DATA SHOWN:
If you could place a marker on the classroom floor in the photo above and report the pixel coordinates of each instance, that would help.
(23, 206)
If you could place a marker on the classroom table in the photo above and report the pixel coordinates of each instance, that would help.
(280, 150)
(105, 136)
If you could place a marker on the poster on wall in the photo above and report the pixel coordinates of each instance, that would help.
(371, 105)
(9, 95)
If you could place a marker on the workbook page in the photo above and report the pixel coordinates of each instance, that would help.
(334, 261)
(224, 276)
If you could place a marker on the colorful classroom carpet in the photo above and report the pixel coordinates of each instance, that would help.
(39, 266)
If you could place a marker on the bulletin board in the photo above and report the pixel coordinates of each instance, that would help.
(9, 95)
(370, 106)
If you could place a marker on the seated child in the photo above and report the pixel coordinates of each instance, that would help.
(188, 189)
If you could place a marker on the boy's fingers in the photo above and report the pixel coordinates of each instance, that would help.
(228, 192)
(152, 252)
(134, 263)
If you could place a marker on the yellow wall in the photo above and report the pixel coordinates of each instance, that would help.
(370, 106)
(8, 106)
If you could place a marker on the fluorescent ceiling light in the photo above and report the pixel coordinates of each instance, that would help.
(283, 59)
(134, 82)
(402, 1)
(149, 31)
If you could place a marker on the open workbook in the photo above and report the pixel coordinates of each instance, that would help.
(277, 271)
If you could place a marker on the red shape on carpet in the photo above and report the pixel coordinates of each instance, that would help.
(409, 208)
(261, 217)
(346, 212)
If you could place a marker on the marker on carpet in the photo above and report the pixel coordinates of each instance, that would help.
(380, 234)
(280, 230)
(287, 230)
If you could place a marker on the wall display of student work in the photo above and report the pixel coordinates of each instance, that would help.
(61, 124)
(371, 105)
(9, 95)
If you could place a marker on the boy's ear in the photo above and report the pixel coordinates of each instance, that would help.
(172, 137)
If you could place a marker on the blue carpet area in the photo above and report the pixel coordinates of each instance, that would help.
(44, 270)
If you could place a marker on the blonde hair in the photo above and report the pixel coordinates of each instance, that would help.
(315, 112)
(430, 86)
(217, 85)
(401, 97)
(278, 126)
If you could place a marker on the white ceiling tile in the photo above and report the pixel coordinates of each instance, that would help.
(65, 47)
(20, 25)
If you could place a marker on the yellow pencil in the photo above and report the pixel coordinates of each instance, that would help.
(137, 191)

WHAT THE EXERCISE ASKS:
Begin at the line containing "If you could place a marker on the seated" and reproduce each line through the end of the records above.

EXERCISE RESPONSE:
If you could place a marker on the seated child in the photo above and report the pixel coordinates of each instance, that would help.
(188, 189)
If you could place a marker on the boy's fingers in the photo above and report the pixel coordinates of each instance, that would help.
(228, 192)
(152, 252)
(134, 263)
If you could place a marker on the yellow wall in the photo above and report the pixel coordinates of each instance, that would help.
(370, 106)
(8, 106)
If you could place a marker on the fluorescent ceiling light in the photo above and report the pixel coordinates of each instance, that would help.
(283, 59)
(134, 82)
(402, 1)
(149, 31)
If you could place a marker on the open workbook in the photo above and report the pixel coordinates of each instance, that would help.
(277, 271)
If you could place a marker on the red shape on carpet in the photo above and report the pixel coordinates of each instance, that would help.
(409, 208)
(261, 217)
(346, 212)
If you could place a marker on the marker on carpet in the photo above and report the pixel coordinates of each instance, that would help.
(380, 234)
(280, 230)
(287, 230)
If you could place a marker on the wall display of student work in the photo above and report the pixel coordinates of each instance, that would help.
(61, 124)
(371, 105)
(9, 95)
If you could place a marker on the boy's ear in the photo above and report the pixel coordinates of each instance, that would help.
(172, 137)
If you could place a marker on the blue carpet area in the photo above and report the pixel coordinates of each instance, that would help.
(44, 270)
If you could place a marker on the blonde hair in the photo above and report the pixel coordinates of each instance, that would help.
(315, 112)
(430, 86)
(217, 85)
(401, 97)
(278, 126)
If you could place a marker on the white ceiling tile in the photo above and report the pixel coordinates of each instance, that would help.
(65, 47)
(20, 25)
If you could place a marker on the yellow pencil in the photo above and report the pixel coordinates of each instance, that would help.
(137, 191)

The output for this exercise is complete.